§ Requirement
Present every line of the records below as a Markdown table with the columns Row and Line. Number each line in order and leave out blank lines.

§ Data extract
+--

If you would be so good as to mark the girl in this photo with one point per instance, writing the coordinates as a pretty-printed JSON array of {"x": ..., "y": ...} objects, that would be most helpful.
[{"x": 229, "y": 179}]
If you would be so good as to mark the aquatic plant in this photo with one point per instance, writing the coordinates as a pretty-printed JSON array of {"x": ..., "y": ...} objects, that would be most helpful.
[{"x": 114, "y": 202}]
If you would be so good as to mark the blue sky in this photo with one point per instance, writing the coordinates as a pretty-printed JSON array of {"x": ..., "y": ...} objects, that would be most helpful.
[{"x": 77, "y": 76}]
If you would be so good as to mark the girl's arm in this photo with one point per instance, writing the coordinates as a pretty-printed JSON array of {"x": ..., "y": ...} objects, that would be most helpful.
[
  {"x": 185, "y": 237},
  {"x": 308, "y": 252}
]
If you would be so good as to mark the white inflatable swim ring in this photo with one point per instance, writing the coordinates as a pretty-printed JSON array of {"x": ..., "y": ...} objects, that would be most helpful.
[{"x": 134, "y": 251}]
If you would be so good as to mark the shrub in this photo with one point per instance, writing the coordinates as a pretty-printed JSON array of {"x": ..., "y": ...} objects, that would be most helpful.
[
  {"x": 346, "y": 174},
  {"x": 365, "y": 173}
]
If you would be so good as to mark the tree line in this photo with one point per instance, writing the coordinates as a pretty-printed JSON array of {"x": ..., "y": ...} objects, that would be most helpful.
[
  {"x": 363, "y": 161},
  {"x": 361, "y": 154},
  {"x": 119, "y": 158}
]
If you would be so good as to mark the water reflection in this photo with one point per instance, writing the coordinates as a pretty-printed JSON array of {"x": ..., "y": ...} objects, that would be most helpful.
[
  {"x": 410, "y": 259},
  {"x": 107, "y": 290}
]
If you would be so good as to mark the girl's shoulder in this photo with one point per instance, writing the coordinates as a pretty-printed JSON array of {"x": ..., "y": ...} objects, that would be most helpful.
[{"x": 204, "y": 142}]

+--

§ Completed exercise
| Row | Line |
|---|---|
| 1 | If you would be so good as to mark the girl in this photo with one point per instance, writing the coordinates as a pretty-printed JSON array of {"x": ..., "y": ...} objects, that would be most helpful. |
| 2 | [{"x": 229, "y": 179}] |
| 3 | If you would be so good as to mark the aquatic plant in this photo with one point per instance, writing the coordinates as a pretty-printed JSON array of {"x": ..., "y": ...} objects, that would be most helpful. |
| 4 | [{"x": 114, "y": 202}] |
| 5 | If you would be so good as to mark the blue sky in this photo with one point per instance, writing the coordinates as a pretty-printed JSON array of {"x": ..., "y": ...} objects, that would be most helpful. |
| 6 | [{"x": 77, "y": 76}] |
| 7 | If you would be so good as to mark the girl's arm in this photo with one point per instance, writing the coordinates as a pretty-printed JSON array of {"x": ..., "y": ...} objects, that would be most helpful. |
| 8 | [ |
| 9 |   {"x": 185, "y": 237}, |
| 10 |   {"x": 308, "y": 252} |
| 11 | ] |
| 12 | If you would be so good as to mark the white inflatable swim ring in this photo with one point per instance, writing the coordinates as a pretty-printed JSON array of {"x": ..., "y": ...} objects, that would be most helpful. |
| 13 | [{"x": 134, "y": 251}] |
| 14 | If you would be so good as to mark the shrub in this photo with one point per instance, writing the coordinates as a pretty-printed JSON array of {"x": ..., "y": ...} objects, that would be most helpful. |
| 15 | [ |
| 16 |   {"x": 346, "y": 174}, |
| 17 |   {"x": 365, "y": 173} |
| 18 | ] |
| 19 | If you would be so good as to mark the tree line in this photo with one point per instance, writing the coordinates as a pretty-printed JSON array of {"x": ..., "y": ...} objects, that would be most helpful. |
| 20 | [ |
| 21 |   {"x": 363, "y": 161}, |
| 22 |   {"x": 361, "y": 154}, |
| 23 |   {"x": 119, "y": 158} |
| 24 | ] |
| 25 | If you would be so good as to mark the water reflection in this photo with one point per instance, writing the coordinates as a pretty-printed JSON array of {"x": ..., "y": ...} objects, that would be most helpful. |
| 26 | [ |
| 27 |   {"x": 410, "y": 259}, |
| 28 |   {"x": 107, "y": 290} |
| 29 | ] |
| 30 | If you would be so good as to mark the girl's shoulder in this photo with one point per instance, writing the coordinates as a pretty-printed JSON array of {"x": ..., "y": ...} objects, that would be most helpful. |
| 31 | [{"x": 204, "y": 142}] |